+++ FRAGMENTO DE PÁGINA

Hace ya cuarenta años (¿cuarenta?) el hombre pisó la luna. Mejor dicho, hace cuarenta años dos hombres pisaron la luna. ¿Acaso pisaron la luna los otros (presidiarios, estadistas, vendedores ambulantes, secretarias, millonarios), aquellos que desde Malibú, Osaka, Frankfurt, Londres, Sidney, Moscú quizás, se reunían en sus casas o en las de sus amigos para ver cómo dos individuos hacían lo que –ahora sí– el hombre había deseado y tenido por imposible durante siglos? La humanidad entera se contentaba con pisar la moqueta doméstica del salón, los pies quietos y tensos presos de la gravedad terrestre, sus culos hundidos en el sofá, sorbiendo cerveza mientras en la televisión dos trajes blancos pisaban realmente la superficie lunar o más bien gravitaban a pequeños saltitos que esparcían huellas sin rumbo aparente, como las del que acaba de llegar a un sitio y da vueltas y trata de recordar qué iba a hacer allí en primer lugar.

++++++

INSTRUCCIONES DE LA TAREA |
Transcribe íntegro y sin cambios el fragmento sobre los hombres que pisaron la luna.

+++ DATOS PROPORCIONADOS

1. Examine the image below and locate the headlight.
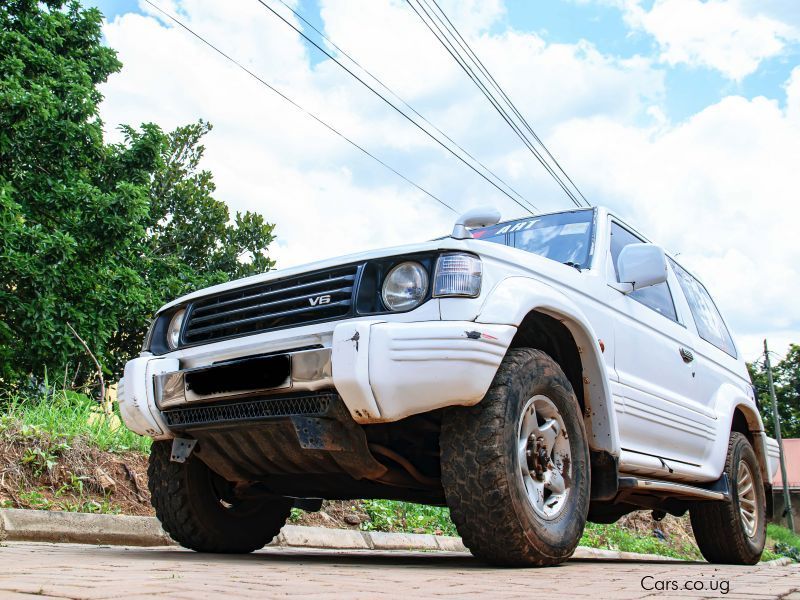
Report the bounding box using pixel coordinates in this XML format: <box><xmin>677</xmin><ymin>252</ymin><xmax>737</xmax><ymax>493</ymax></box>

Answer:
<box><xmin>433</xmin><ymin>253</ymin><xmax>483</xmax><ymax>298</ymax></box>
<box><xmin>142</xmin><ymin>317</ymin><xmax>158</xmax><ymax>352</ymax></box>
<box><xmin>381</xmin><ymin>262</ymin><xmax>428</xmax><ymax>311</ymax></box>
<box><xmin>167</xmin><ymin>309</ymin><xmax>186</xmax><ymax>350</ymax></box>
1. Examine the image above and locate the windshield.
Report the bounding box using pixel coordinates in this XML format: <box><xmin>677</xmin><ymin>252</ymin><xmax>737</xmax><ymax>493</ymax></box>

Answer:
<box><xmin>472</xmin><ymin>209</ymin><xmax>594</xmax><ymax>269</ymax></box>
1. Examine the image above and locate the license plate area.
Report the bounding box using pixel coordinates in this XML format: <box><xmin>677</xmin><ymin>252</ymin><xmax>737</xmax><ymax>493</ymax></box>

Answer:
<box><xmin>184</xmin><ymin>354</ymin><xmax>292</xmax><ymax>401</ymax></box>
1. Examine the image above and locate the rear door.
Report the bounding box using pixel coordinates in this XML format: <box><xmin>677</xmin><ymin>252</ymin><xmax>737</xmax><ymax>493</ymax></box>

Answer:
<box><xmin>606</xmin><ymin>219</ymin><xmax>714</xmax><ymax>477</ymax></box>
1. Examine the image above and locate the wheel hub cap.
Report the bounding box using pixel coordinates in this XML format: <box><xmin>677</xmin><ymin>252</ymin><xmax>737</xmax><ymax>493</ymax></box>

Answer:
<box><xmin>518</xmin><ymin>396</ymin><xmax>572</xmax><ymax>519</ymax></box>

++++++
+++ DATOS PROPORCIONADOS

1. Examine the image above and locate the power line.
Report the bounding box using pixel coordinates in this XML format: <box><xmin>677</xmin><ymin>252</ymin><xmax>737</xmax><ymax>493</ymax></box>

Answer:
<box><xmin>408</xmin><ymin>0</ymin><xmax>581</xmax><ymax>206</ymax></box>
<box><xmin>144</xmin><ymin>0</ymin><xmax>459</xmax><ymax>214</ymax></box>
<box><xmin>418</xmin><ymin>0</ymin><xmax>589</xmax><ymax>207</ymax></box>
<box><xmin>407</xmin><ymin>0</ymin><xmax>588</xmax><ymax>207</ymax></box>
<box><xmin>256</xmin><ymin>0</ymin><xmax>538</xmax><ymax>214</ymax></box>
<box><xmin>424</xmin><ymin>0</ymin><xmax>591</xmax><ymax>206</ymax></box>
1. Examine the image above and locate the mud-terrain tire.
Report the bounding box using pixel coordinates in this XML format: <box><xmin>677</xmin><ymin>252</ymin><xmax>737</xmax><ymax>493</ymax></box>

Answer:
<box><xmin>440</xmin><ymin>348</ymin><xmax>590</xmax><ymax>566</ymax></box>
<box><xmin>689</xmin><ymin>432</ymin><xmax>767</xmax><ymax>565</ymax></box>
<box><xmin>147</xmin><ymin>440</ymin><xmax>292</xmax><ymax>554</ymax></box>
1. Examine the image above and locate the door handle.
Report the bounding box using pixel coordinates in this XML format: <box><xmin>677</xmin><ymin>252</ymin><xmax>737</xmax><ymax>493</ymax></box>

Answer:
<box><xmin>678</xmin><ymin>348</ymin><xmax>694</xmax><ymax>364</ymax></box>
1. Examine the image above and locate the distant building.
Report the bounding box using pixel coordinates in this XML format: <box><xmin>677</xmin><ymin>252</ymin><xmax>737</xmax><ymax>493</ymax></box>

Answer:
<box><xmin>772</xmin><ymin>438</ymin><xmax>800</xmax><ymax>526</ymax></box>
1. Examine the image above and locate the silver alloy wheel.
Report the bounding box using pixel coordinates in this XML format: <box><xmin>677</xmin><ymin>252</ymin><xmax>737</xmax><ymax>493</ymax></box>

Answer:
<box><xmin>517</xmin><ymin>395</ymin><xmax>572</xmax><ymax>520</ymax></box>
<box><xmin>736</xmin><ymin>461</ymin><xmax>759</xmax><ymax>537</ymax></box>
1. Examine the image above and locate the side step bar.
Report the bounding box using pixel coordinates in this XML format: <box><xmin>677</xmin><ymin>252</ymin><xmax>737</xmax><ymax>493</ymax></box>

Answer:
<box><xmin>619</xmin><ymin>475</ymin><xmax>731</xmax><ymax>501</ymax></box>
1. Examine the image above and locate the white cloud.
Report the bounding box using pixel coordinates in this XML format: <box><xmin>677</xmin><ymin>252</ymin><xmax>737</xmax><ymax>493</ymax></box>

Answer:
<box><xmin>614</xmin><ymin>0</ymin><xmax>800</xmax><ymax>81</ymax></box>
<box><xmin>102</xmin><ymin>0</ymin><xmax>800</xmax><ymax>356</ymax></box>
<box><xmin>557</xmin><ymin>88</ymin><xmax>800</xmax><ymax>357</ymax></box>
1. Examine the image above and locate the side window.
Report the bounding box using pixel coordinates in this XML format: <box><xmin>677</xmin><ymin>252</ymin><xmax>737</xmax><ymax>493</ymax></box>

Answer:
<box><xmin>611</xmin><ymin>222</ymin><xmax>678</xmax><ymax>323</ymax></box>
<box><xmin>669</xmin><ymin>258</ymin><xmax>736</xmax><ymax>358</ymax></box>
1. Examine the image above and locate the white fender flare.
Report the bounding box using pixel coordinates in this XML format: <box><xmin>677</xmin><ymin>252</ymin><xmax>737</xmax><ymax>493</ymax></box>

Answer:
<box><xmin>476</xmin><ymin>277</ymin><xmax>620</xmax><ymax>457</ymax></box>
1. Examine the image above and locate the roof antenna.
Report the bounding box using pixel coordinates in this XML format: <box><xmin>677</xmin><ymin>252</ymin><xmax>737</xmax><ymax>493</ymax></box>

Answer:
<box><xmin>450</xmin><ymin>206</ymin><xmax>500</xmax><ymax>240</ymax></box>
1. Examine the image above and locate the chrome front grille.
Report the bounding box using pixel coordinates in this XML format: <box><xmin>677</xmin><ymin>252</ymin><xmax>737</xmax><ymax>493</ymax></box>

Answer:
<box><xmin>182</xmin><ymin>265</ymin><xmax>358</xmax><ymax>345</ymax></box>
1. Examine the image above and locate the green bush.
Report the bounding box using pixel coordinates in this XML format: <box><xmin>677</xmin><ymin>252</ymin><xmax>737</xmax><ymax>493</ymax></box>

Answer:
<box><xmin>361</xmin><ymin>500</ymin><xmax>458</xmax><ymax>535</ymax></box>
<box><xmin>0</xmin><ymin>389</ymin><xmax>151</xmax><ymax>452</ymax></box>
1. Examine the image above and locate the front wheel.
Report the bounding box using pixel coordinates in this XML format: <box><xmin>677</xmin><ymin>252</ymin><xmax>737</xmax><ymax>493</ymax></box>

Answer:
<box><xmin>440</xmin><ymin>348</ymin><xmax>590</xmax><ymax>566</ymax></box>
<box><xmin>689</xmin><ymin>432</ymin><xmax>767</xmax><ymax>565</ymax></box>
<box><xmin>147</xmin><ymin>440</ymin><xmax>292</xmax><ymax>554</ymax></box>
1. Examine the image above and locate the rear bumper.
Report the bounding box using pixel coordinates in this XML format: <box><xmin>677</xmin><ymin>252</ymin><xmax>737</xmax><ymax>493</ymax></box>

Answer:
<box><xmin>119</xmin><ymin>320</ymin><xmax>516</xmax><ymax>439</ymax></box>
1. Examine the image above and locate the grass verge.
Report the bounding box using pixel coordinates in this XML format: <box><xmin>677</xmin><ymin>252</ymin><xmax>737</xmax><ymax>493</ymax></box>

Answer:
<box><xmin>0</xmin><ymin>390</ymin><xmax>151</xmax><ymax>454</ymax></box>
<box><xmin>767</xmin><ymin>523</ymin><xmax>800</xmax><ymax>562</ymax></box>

++++++
+++ DATOS PROPORCIONADOS

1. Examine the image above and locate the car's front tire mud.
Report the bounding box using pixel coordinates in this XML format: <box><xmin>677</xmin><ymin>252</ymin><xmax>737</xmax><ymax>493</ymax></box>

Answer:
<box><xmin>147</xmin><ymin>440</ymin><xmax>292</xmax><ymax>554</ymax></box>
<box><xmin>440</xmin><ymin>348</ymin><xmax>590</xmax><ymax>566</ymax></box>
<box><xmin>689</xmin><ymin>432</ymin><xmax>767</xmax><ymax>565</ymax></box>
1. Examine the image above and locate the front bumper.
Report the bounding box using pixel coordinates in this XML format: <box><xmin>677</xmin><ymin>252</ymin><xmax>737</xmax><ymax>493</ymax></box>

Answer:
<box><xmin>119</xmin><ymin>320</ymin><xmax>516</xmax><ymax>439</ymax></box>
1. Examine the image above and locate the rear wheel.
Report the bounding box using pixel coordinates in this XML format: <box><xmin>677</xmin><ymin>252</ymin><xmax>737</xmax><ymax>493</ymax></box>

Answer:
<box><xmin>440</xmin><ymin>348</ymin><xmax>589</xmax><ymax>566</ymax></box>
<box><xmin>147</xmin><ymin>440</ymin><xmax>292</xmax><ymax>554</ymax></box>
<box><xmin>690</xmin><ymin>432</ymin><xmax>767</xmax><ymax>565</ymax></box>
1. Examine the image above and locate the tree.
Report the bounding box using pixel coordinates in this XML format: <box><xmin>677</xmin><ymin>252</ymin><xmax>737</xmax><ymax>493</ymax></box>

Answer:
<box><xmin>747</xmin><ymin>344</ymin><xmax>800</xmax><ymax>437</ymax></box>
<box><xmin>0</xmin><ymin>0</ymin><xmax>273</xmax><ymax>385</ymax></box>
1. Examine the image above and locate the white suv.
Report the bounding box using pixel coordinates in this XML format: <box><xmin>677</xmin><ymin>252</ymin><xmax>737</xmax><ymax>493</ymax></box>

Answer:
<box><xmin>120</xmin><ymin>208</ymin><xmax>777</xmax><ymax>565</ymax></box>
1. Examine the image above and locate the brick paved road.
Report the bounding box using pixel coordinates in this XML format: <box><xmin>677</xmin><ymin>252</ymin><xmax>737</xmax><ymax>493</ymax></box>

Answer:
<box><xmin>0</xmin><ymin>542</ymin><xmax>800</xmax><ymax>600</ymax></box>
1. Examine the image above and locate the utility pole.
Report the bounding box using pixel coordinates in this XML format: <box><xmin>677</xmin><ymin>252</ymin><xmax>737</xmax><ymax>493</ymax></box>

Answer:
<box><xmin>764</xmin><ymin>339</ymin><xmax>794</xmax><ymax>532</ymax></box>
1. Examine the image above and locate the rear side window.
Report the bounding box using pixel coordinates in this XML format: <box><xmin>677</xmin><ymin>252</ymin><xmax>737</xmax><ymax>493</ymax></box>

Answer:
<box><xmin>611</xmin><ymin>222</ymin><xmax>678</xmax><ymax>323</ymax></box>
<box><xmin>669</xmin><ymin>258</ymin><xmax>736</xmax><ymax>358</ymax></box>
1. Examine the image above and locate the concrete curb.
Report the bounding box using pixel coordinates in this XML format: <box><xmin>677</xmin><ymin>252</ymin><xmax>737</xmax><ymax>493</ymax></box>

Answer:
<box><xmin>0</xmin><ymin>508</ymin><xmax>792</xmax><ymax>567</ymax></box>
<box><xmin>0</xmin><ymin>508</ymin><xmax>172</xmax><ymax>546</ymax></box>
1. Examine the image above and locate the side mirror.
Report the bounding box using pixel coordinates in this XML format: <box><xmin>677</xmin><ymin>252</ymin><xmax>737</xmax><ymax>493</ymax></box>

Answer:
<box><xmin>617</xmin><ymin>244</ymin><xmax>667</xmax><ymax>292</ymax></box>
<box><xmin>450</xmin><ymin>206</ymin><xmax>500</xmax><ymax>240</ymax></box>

++++++

EJERCICIO RESUELTO |
Hace ya cuarenta años (¿cuarenta?) el hombre pisó la luna. Mejor dicho, hace cuarenta años dos hombres pisaron la luna. ¿Acaso pisaron la luna los otros (presidiarios, estadistas, vendedores ambulantes, secretarias, millonarios), aquellos que desde Malibú, Osaka, Frankfurt, Londres, Sidney, Moscú quizás, se reunían en sus casas o en las de sus amigos para ver cómo dos individuos hacían lo que –ahora sí– el hombre había deseado y tenido por imposible durante siglos? La humanidad entera se contentaba con pisar la moqueta doméstica del salón, los pies quietos y tensos presos de la gravedad terrestre, sus culos hundidos en el sofá, sorbiendo cerveza mientras en la televisión dos trajes blancos pisaban realmente la superficie lunar o más bien gravitaban a pequeños saltitos que esparcían huellas sin rumbo aparente, como las del que acaba de llegar a un sitio y da vueltas y trata de recordar qué iba a hacer allí en primer lugar.